* **Problem**
According to the text on Maxwell's demon, who made information into a technical term?

Thus, the hocus-pocus here has an exact information price. As has happened often in physics, the encounter with a deep paradox led to a higher level of understanding. Szilard's introduction of the concept of information as a counterweight to thermodynamics disorder (entropy), opened a whole new perspective of the organization of energy and matter. It marked the beginning of information theory. This theory already has shown its pizzazz in a number of fields in physics and engineering; the present-day communication and computer revolution provides ample proof of that. But perhaps its greatest power lies in biology, for the organizing entities in living beings--the proteins and certain RNAs--are but Maxwell demons. They are the most cunning ones, as we shall see; their abilities of juggling information are so superlative that it boggles the mind.

etc, etc, etc,

and more related to this…
http://www.well.com/user/hlr/texts/tft6.html
"In 1922, a Hungarian student of physics by the name of Leo Szilard (later to be von Neumann’s colleague in the Manhattan project), then in Berlin, finally solved the paradox of Maxwell’s demon by demonstrating that the demon does indeed need to contribute energy to the system, but like a good magician the demon does not expend that energy in its most visible activity–moving the gate–but in what it knows about the system. The demon is a part of the system, and it has to do some work in order to differentiate the hot and cold molecules at the proper time to open the gate. Simply by obtaining the information about molecules that it needs to know to operate the gate, the demon adds more entropy to the system than it subtracts.

Although Szilard showed implicitly that information and entropy were intimately connected, the explicit details of the relationship between these two qualities, expressed in the form of equations, and the generalization of that relationship to such diverse phenomena as electrical circuits and genetic codes, were not yet known. It was Claude Shannon who made information into a technical term, and that technical term has since changed the popular meaning of the word."

* **Given entries**
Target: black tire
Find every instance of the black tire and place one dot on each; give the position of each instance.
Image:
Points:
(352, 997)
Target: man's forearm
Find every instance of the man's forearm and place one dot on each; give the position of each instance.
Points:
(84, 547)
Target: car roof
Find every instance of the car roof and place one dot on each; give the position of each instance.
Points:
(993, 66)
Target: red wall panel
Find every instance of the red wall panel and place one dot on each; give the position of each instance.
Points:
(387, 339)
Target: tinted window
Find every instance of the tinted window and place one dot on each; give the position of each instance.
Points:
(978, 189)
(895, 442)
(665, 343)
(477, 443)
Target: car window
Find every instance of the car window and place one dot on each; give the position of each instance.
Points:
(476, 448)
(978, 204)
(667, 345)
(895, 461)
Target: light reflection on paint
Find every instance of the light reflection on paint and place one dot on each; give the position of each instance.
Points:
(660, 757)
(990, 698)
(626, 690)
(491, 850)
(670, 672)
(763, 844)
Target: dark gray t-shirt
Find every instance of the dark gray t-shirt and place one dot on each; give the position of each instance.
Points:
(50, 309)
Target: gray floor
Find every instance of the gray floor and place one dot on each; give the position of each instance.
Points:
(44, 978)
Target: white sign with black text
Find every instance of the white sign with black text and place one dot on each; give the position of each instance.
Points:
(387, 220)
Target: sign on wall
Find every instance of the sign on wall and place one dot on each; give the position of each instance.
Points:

* **Solution for this task**
Claude Shannon